:: DATA IN THIS EXERCISE

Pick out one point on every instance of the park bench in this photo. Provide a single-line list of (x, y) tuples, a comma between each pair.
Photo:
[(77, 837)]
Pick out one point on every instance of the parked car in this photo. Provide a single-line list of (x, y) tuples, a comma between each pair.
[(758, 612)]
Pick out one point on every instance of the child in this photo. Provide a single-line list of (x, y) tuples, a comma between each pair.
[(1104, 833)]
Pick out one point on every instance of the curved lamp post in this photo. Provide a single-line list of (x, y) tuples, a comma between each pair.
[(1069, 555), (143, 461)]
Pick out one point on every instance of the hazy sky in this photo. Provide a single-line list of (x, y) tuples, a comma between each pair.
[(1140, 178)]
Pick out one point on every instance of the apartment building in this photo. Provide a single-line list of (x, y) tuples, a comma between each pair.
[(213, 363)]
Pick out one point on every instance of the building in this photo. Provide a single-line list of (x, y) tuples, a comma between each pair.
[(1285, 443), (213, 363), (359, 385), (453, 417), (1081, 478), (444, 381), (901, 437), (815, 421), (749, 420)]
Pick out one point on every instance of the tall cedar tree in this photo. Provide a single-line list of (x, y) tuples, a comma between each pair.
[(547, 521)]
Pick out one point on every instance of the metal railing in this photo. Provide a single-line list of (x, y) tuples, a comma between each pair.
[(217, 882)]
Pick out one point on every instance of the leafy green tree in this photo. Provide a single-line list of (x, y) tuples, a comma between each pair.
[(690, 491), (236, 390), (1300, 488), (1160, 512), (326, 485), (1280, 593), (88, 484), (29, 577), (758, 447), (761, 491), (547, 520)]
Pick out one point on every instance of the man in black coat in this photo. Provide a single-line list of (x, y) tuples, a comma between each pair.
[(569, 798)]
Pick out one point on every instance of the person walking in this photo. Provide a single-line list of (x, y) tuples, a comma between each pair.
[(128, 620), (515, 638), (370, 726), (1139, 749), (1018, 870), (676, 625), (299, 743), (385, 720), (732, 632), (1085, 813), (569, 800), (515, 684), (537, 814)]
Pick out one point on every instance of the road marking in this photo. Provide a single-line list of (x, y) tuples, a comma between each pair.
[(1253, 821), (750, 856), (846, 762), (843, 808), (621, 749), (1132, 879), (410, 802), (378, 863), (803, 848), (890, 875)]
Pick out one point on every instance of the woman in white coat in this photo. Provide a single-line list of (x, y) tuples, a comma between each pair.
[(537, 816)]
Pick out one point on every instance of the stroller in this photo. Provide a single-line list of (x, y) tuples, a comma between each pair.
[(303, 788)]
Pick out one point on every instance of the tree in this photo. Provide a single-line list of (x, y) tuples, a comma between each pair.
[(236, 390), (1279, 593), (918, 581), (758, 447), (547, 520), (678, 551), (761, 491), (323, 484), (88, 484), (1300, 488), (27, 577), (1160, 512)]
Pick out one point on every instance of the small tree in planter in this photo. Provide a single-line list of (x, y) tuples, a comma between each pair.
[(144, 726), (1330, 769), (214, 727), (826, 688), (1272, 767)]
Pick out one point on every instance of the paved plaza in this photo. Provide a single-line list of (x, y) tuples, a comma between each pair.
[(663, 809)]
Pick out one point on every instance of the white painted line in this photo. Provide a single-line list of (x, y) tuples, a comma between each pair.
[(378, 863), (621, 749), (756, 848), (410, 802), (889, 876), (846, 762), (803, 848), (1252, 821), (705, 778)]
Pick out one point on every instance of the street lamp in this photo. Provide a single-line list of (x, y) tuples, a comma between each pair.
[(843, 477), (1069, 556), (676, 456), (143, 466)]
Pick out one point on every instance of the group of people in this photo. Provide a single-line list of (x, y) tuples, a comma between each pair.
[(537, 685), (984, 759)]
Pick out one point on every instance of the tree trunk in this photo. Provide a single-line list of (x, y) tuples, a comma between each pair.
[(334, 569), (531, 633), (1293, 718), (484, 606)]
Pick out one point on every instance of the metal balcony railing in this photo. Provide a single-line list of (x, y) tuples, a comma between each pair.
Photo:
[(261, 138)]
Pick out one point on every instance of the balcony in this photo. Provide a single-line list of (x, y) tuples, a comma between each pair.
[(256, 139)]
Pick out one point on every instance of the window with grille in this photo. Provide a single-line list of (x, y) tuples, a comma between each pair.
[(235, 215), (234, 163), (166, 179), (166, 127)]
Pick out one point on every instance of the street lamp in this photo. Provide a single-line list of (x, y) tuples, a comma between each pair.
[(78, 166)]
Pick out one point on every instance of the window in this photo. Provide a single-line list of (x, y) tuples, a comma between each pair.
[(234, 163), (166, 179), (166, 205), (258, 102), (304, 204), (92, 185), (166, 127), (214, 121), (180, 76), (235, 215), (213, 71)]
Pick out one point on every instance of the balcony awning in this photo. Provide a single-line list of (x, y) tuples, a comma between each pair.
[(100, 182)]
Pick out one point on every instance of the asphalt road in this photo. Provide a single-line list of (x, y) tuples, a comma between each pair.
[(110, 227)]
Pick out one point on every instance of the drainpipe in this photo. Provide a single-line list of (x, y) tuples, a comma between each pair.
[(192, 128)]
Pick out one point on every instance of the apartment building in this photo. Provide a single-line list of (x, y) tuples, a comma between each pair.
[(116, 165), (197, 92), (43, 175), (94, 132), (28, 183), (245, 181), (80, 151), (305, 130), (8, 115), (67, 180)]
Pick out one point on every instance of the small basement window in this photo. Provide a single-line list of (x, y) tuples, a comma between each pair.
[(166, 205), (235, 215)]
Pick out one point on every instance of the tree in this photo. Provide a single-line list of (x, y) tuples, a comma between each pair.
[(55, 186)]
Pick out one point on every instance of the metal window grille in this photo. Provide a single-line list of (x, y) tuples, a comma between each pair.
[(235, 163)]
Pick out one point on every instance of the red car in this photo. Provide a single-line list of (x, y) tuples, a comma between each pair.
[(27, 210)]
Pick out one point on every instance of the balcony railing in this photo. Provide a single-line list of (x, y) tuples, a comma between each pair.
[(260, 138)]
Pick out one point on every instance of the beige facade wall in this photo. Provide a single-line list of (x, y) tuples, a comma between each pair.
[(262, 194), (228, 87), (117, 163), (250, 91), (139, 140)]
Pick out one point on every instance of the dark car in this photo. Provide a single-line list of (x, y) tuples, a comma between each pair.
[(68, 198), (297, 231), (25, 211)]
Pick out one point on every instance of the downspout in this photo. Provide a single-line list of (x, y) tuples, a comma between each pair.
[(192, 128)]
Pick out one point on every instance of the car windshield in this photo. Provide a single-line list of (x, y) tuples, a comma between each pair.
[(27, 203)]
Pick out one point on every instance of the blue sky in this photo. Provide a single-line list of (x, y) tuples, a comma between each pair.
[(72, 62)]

::::

Word for word, restate the entries that appear above.

Pick out one point on every instance of the park bench in this photo. Provide a single-line list of (x, y) tuples, a comma between each pair.
Photo:
[(77, 837)]
Pick out one point on every instance of the parked car in this photo. Provide a single-line list of (x, y) tuples, a comma between each pair.
[(758, 612)]
Pick out one point on every instance of the child in this photo. Provide a single-line list of (x, y) tuples, a comma between each pair.
[(1104, 833)]
Pick out one point on every instance of the curved lamp post in this photo. Provide a single-line list of (x, y) tuples, a comma between each pair.
[(1069, 555), (143, 461)]
Pick out one point on every instance of the hazy sky in this photo. Provide a single-line list of (x, y) tuples, a comma between each pair.
[(1140, 178)]
Pick out one point on every instance of the apartment building in this photo. Provide a single-line list of (x, y) tuples, a comma between each pair.
[(213, 363)]
Pick out one point on every instance of the building in this photo. Provide a single-line list of (x, y) tuples, a comma between each pair.
[(1285, 443), (213, 363), (359, 385), (453, 417), (1081, 478), (444, 381), (901, 437), (815, 421), (749, 420)]
Pick out one point on every instance of the tall cedar tree in this photo. Provide a single-line list of (x, y) tuples, a comma between each pair.
[(547, 521)]
Pick out one point on every instance of the metal railing in this photo. Provide a single-line list of (x, y) tuples, a comma between each pair.
[(217, 882)]
Pick out one point on every instance of the leafy green tree in this photo. Provide a single-line list of (x, y) tuples, a comma between each pair.
[(690, 491), (236, 390), (1300, 488), (1160, 512), (326, 485), (1280, 593), (88, 484), (29, 577), (758, 447), (761, 491), (547, 520)]
Pick out one point on every instance of the man in black coat in this photo. Provide a single-line list of (x, y) tuples, a comma between each pair.
[(569, 798)]
Pick out one point on every instance of the person walking in this photo. Provide a single-line list of (x, y) tuples, a comma between each pair.
[(128, 620), (515, 638), (370, 726), (1139, 749), (1018, 870), (676, 625), (299, 743), (385, 720), (732, 632), (1085, 813), (569, 800), (515, 684), (537, 814)]
Pick out one point on every instance of the road marking in this photo. Provide a single-line list of (x, y) tuples, a comma between each pair.
[(1253, 821), (750, 856), (846, 762), (843, 808), (621, 749), (1132, 879), (410, 802), (378, 863), (803, 848), (890, 875)]
Pick out one point on every instance of the woman in white coat in this photo. Provide a single-line list of (x, y) tuples, a comma between each pair.
[(537, 816)]
Pick out one point on every instance of the stroller in this photo. Provide a single-line list of (x, y) tuples, a comma between each pair.
[(303, 788)]
Pick out one point on every instance of the tree in this photo. Provide a single-line list of (x, y) tuples, a comma between each pair.
[(236, 390), (1279, 593), (918, 581), (758, 447), (547, 520), (678, 551), (761, 491), (323, 484), (88, 484), (1300, 488), (27, 577), (1160, 512)]
Pick out one point on every instance of the small tree in planter in this photo. Provide a single-line list of (x, y) tuples, a comma between each pair.
[(144, 726), (1330, 769), (214, 727), (826, 688), (1272, 767)]
Pick out one point on every instance of the paved plaza in this photo. Provide a single-line list of (x, y) tuples, a comma between each pair.
[(663, 809)]
Pick out one point on every instance of the white painted line in this photo. Provide a single-line list of (x, y) tuples, a comma between each pair.
[(378, 863), (621, 749), (756, 848), (410, 802), (889, 876), (846, 762), (803, 848), (1252, 821), (705, 778)]
Pick out one point on every instance of the street lamp in this photo. Provide a single-line list of (x, y) tuples, a comma between each pair.
[(843, 477), (1069, 556), (676, 456), (143, 466)]
Pick out one point on every instance of the group of people in this photo. Provide a single-line list of (x, y) tuples, a comma between each pair.
[(537, 685), (984, 759)]
Pick out one point on every instance of the tree trunk in this photo. Provide a single-line list of (x, y) tuples, a comma between each pair.
[(334, 569), (531, 633), (1293, 718), (484, 606)]
Pick out one point on every instance of the metal balcony railing in this photo. Provide a single-line list of (x, y) tuples, a comma between each pair.
Photo:
[(261, 138)]
Pick out one point on every instance of the balcony in this photo. Provide a single-line list of (x, y) tuples, a comma between each pair.
[(256, 139)]
Pick out one point on every instance of the window with grille in this photo. Provide a single-line list of (x, y) tuples, a comma between each pair.
[(235, 215), (234, 163), (166, 179), (166, 127)]
Pick out one point on every instance of the street lamp in this photo. Provide a single-line list of (x, y) tuples, a comma between each pair.
[(78, 166)]
Pick out one point on every instance of the window in this photo. Provide a single-line list of (x, y) tuples, a comma between each pair.
[(234, 163), (166, 179), (166, 205), (258, 102), (304, 204), (92, 185), (166, 127), (214, 121), (180, 76), (235, 215), (213, 71)]
Pick out one point on every instance of the balcony awning in this photo. Provide a single-line list of (x, y) tuples, a comma between each pair.
[(100, 182)]
Pick out one point on every instance of the asphalt road in this photo. Provide a single-line list of (x, y) tuples, a comma between each pair.
[(110, 227)]
Pick out one point on every instance of the drainpipe in this photo. Provide a single-line list of (x, y) tuples, a comma between each pair.
[(192, 128)]
Pick out one point on every instance of the apartment building in this photo. Provide a single-line list of (x, y) tuples, a comma between each pair.
[(116, 165), (197, 92), (43, 175), (94, 132), (28, 183), (245, 181), (80, 151), (305, 130), (8, 115), (67, 180)]
Pick out one point on every instance of the small basement window in this photo. Provide a single-line list of (x, y) tuples, a comma between each pair.
[(166, 205), (235, 215)]
Pick out one point on every instance of the tree in this photo. Provide a single-line list of (x, y) tuples, a comma between each pair.
[(55, 186)]
Pick out one point on every instance of the metal window grille in this photo. Provide a single-line list of (x, y) tuples, a comma between each pair.
[(235, 163)]
Pick out one point on every instance of the red car in this photo. Provide a single-line list of (x, y) tuples, a comma between each pair.
[(27, 210)]
Pick out one point on every instance of the balcony railing in this photo. Provide a single-line list of (x, y) tuples, a comma between each pair.
[(260, 138)]
Pick out one point on every instance of the beige facade wall in this photo. Provide a single-line list of (x, y) tuples, a comma between each pair.
[(262, 194), (228, 87), (117, 163), (250, 91), (139, 140)]
Pick out one point on every instance of the dark car in this photo. Provide a single-line list of (x, y) tuples, a comma between each pair.
[(68, 198), (297, 231), (25, 211)]
Pick out one point on every instance of the downspout in this photo. Provide a single-line list of (x, y) tuples, a comma between each pair.
[(192, 128)]
Pick out one point on every instance of the car windshield in this photo. Provide a single-line list of (x, y) tuples, a comma between each pair.
[(27, 203)]
Pick out one point on every instance of the blue sky in this photo. Provide a single-line list of (x, y) tuples, a comma between each pair.
[(72, 62)]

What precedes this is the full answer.